Go to the line containing "Locate every instance of the hillside" in the listing below. Output that line and each later one exactly.

Segment Start: RECORDS FOR THE EXERCISE

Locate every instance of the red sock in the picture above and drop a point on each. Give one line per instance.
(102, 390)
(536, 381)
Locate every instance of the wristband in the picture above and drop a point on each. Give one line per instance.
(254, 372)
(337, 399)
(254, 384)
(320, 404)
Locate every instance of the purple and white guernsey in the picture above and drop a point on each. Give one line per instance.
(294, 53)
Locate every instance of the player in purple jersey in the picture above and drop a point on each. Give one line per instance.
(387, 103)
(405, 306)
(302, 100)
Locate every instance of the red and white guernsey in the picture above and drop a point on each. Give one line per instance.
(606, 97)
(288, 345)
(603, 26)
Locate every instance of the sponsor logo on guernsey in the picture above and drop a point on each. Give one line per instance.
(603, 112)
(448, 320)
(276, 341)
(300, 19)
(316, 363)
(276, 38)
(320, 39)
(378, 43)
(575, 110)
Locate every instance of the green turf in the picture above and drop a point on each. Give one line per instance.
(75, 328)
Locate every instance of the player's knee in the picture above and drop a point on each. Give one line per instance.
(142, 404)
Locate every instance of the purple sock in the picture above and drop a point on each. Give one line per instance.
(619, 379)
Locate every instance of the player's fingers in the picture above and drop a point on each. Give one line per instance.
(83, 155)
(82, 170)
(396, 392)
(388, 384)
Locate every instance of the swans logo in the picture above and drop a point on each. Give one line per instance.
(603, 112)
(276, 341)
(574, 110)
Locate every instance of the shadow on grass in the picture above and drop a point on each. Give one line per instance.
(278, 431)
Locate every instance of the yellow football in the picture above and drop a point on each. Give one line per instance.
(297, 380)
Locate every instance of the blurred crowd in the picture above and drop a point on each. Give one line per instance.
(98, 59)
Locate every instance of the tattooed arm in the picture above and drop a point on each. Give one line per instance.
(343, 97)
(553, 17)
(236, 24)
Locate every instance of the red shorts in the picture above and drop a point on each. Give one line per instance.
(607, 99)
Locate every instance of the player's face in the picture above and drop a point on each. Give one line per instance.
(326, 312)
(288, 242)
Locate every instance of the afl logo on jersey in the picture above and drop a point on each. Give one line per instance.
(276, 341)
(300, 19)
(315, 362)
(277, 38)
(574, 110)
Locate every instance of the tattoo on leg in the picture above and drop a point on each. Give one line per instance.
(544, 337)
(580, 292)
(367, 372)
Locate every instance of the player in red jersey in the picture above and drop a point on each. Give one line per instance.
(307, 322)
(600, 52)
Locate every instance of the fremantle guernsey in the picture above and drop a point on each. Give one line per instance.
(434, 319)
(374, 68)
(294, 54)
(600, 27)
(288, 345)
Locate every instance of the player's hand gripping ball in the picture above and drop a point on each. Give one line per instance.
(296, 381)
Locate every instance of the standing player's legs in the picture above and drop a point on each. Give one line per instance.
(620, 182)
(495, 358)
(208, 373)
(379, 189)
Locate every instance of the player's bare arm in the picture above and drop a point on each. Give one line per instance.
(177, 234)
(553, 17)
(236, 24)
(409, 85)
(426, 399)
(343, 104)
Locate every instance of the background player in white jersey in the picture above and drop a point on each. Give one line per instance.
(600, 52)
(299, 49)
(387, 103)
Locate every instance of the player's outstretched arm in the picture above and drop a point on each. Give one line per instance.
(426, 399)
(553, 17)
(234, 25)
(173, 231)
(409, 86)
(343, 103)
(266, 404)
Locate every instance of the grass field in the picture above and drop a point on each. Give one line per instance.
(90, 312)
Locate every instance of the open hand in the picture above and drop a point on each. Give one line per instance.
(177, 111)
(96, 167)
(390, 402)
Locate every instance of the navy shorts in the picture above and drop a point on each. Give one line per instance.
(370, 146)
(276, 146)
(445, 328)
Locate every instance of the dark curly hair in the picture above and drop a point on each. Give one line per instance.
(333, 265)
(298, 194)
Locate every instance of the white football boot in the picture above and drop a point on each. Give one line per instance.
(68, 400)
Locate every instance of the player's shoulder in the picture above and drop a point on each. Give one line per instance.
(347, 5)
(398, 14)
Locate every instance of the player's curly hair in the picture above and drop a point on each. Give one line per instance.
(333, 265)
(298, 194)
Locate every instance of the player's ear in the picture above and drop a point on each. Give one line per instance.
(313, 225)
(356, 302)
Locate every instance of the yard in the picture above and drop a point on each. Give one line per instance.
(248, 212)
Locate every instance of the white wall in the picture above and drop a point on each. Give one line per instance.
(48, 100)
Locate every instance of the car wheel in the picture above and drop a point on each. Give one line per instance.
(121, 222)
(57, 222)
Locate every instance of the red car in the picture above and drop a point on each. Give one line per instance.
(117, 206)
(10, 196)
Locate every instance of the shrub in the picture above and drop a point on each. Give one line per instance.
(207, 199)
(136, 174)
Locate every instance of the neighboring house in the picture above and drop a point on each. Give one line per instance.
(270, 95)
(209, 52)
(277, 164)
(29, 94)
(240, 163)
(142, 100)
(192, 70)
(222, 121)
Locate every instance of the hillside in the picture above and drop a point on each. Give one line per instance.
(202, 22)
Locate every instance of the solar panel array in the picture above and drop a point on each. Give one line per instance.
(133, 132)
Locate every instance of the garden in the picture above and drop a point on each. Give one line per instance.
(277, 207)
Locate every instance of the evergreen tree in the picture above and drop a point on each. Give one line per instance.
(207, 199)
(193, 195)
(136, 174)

Segment End: RECORDS FOR THE EXERCISE

SOLVED EXERCISE =
Locate every instance of the hillside in the picture above and drop a point on each. Give one line per instance.
(202, 22)
Locate every instance of the solar panel array in the picture above and drop a point on each. Give one line per instance.
(133, 132)
Locate every instance of the garden in the picture above and drop a point on each. Give one line per instance.
(277, 207)
Locate every instance of the evergreen tree in the picture above and drop a point on each. Give one line per instance.
(207, 199)
(193, 195)
(136, 174)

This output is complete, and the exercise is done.